-- START Text passage --

Use Empowering Metaphors
You can change your state or your mindset or kick start your motivation by using empowering metaphors. For example, you can think of your project as an epic adventure or you can think of your task as a race against time. Experiment and find the metaphors that work for you.
Planning
Planning is about mapping out the results and the work to get there. It can be at the macro-level, such as a project plan, or it can be at the micro-level, such as planning your immediate activity. The key to success is keeping your plans lightweight, flexible, and focused on outcomes. Inflexible plans break when you put them into action. Flexible plans allow you to keep moving forward and deal with whatever comes your way. Expect change and embrace it. Agility is the ability to respond to change. Your plans should be agile in that you stay focused on the outcomes, but change your approach as necessary to achieve your results. You can also practice agility in your outcomes, by adjusting your outcomes as you learn more about what really matters. Consider the following for improving your planning:
- Iterate more, plan less.
- Plan, then execute.
- Stay agile.
Iterate More, Plan Less
This is not advocating thoughtless actions. It’s a counter to actionless thoughts. Thoughtful actions produce results. If you’re already acting on your ideas, great; otherwise, action is the best oil for rusty results.
Plan, Then Execute
A good way to get results is making simple action plans. This can be as simple as a list of steps you need to take. By writing your plan down, you help free up your mind to focus on the actual action or steps. You also avoid getting lost along the way. It’s a simple map of your actions. The important part is executing your steps. By writing the steps down, you lay out a path that you can focus on the execution. If the results don’t turn out the way you expect, you can modify your plan and execute again. You can also share your plan with others that might have a better approach or can improve your execution.
Stay Agile
Accept that what’s important changes over time, and how you accomplish your goals may need to be flexible. Your flexibility in both your goals and approach will improve your chances of success. Success is negotiable; the key is your ability to adjust your plans based on what you want to accomplish and what you learn along the way as you move towards your goals.
Prioritizing
You can’t do it all, and you certainly can’t do it all at once. Prioritizing is about asking what’s important and what’s more important now. Time changes what’s important. Values influence what’s important. One way to stay grounded in your priorities is to continuously ask yourself, “What do I want to accomplish?” This will help you stay focused on the outcomes that matter to you. You’ll find this will shift over time, but it’s a good way to remind yourself what you’re driving towards. Consider the following guidelines to help you prioritize:
- Ask, “What’s the next best thing to do?”
- Hit windows of opportunity.
- Use MUST, SHOULD, and COULD.
- Worst things first.
Ask, “What’s the next best thing to do?”

-- END Text passage --

▶ **Set exercise 1**: According to the planning and prioritizing passage, why should you write your action plan down? Answer in one to three sentences.
▶ **Set exercise 2**: In the planning and prioritizing passage, what question should you keep asking yourself to stay grounded in your priorities?
▶ **Set exercise 3**: Write the next part of the planning and prioritizing passage, starting with the body text under its last heading.
The material is separate from the planning and prioritizing passage.

-- START Recorded data --

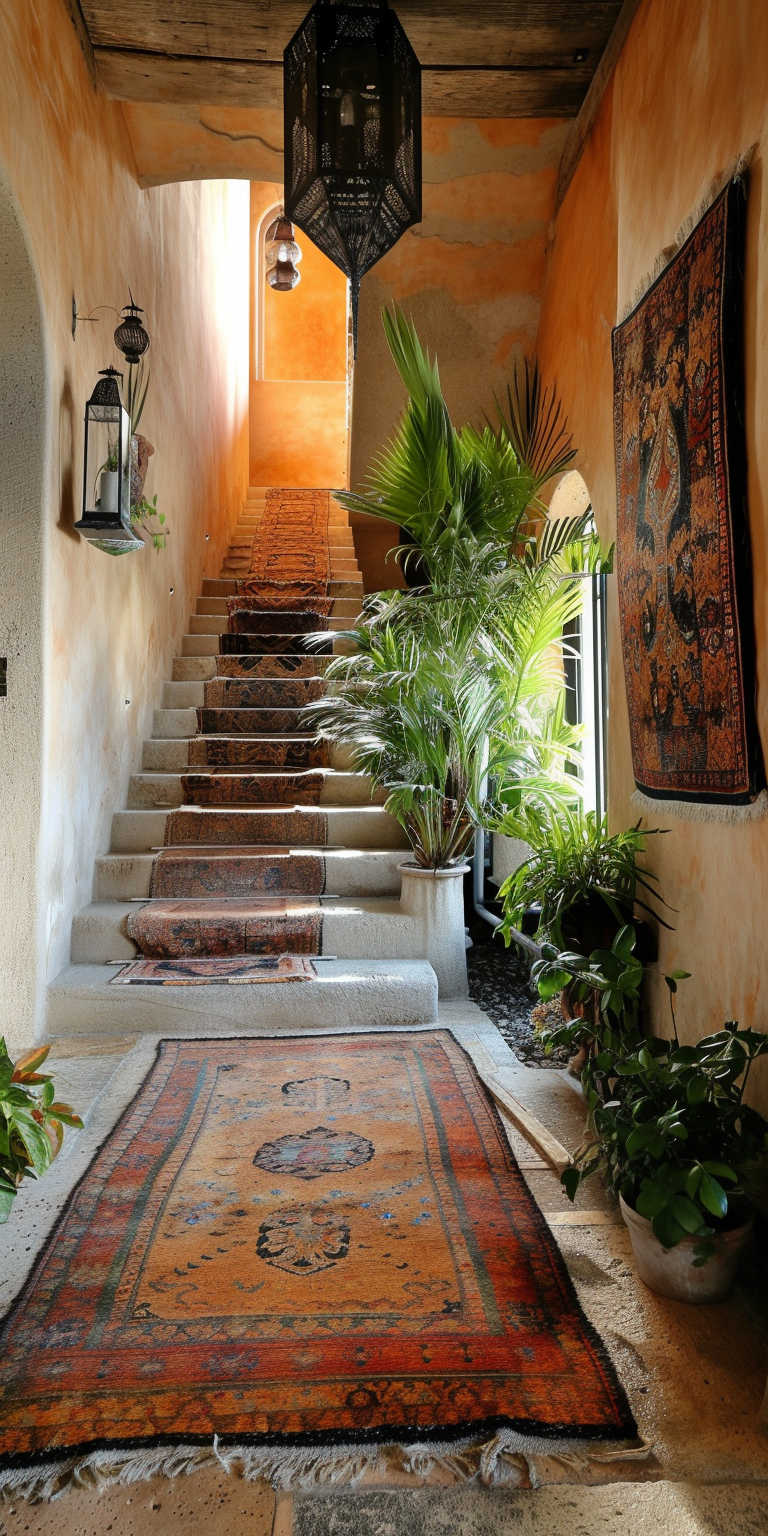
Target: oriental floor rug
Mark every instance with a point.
(301, 1241)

-- END Recorded data --

▶ **Final result 1**: Writing the plan down frees your mind to focus on the actual actions or steps. It also keeps you from getting lost along the way, because it lays out a path whose execution you can focus on.

▶ **Final result 2**: "What do I want to accomplish?"

▶ **Final result 3**:
Ask yourself, “What’s the next best thing to do?” This question cuts right to the chase and forces you to evaluate where to invest your time and energy. What was important before may not be important now, and this question helps you evaluate priorities. You’re basically checking yourself against what you want to accomplish and identifying the next best steps to get there.
Hit Windows of Opportunity
One of the worst patterns for people that miss out on results, is they do too little, too late. They underestimate the value of making a time window. When you hit your windows of opportunity, you amplify your impact and get more ROI for your effort. In order to make your windows of opportunity, you must prioritize. As you get used to doing things on time, it becomes a healthy habit for results.
Use MUST, SHOULD, and COULD
A simple way to prioritize is to think in terms of MUST, SHOULD, and COULD. It’s pretty easy for your brain to figure out what you MUST do. Make sure you don’t let SHOULDs and COULDs get in the in the way of your MUSTs.
Worst Things First
A good way to prioritize daily is to do your worst things first. By getting the thing you dread out of your way, you create a glide path for the rest of the day. You do your worst thing first when you have your most energy.
Self-Awareness
Self-awareness is what you know about your own strengths, weaknesses, preferences, and capabilities. The more you improve your self-awareness, the better you can adapt yourself to a situation, adjust the situation to suit you, or avoid situations. By getting mindful and reflective and asking questions, you can learn a lot about yourself and then use that knowledge to improve your ability to get results. Consider the following for improving your self-awareness:
- Know your strengths.
- Know your weaknesses.
- Know yourself.
Know Your Strengths
Know the activities that make you strong. Spending more time in your strengths will give you more energy. If you pay attention to your regular activities throughout the week, you’ll be able to identify which activities make you strong and which make you weak.
Know Your Weaknesses
Know which activities make you weak. Spending time in your weaknesses drains you. You need to limit your time in your weaknesses and maximize your time in your strengths. For example, if your boss asks you to have a review goal that is in your area of weakness, don’t hesitate to see if another goal can replace it. At work, you get paid for your performance, so give the company its money’s worth by performing in your strengths!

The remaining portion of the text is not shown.